**Task prompt:** Update the records by changing each "pixel coordinates" to "image coordinates". Leave every other part of the lines as it is.

Rows from a pointing dataset
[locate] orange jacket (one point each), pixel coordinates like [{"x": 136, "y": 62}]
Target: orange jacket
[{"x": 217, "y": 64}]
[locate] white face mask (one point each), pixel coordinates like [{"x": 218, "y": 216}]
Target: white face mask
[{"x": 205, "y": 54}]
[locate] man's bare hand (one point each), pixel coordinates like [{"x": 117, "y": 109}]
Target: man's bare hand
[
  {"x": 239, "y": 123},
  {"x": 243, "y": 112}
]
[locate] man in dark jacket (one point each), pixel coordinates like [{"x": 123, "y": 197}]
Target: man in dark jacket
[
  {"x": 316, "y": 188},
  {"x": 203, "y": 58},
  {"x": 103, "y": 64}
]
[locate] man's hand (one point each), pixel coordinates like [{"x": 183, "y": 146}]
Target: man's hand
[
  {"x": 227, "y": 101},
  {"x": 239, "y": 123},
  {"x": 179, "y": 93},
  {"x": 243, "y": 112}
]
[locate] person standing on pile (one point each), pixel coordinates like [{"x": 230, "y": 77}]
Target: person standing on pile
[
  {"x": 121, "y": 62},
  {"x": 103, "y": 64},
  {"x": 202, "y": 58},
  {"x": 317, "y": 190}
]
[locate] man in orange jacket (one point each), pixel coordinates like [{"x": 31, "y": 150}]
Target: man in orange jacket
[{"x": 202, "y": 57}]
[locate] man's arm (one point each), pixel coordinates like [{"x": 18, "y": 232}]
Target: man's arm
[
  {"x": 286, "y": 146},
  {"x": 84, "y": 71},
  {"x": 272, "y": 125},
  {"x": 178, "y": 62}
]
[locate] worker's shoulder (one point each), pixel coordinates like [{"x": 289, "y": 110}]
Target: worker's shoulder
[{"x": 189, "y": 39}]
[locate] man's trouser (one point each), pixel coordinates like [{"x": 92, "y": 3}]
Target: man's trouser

**The answer:**
[locate] orange jacket (one point each), image coordinates like [{"x": 136, "y": 62}]
Target: orange jacket
[{"x": 217, "y": 64}]
[locate] white face mask (one point each), image coordinates like [{"x": 218, "y": 216}]
Target: white face mask
[{"x": 205, "y": 54}]
[locate] man's bare hand (one point each), image coordinates like [{"x": 117, "y": 109}]
Target: man's bare hand
[
  {"x": 239, "y": 123},
  {"x": 243, "y": 112}
]
[locate] man in dark jacket (one point each), image coordinates like [{"x": 123, "y": 197}]
Target: man in dark jacket
[
  {"x": 316, "y": 188},
  {"x": 203, "y": 58},
  {"x": 103, "y": 64}
]
[locate] man's hand (one point each), image coordinates like [{"x": 183, "y": 146}]
Target: man's hand
[
  {"x": 227, "y": 101},
  {"x": 239, "y": 123},
  {"x": 179, "y": 93},
  {"x": 243, "y": 112}
]
[locate] person standing on pile (one point each), image coordinates like [{"x": 230, "y": 77}]
Target: person standing on pile
[
  {"x": 121, "y": 62},
  {"x": 103, "y": 64},
  {"x": 202, "y": 58},
  {"x": 317, "y": 190}
]
[locate] man in orange jacket (one point each), image coordinates like [{"x": 31, "y": 150}]
Target: man in orange jacket
[{"x": 202, "y": 57}]
[locate] man's arm (one point each), image coordinates like [{"x": 18, "y": 232}]
Target: man's arm
[
  {"x": 286, "y": 146},
  {"x": 84, "y": 71},
  {"x": 272, "y": 125},
  {"x": 178, "y": 62}
]
[locate] worker's shoulder (one point each), image coordinates like [{"x": 289, "y": 110}]
Target: worker's shoulder
[{"x": 189, "y": 39}]
[locate] man's trouser (one point each), image coordinates like [{"x": 92, "y": 3}]
Target: man's trouser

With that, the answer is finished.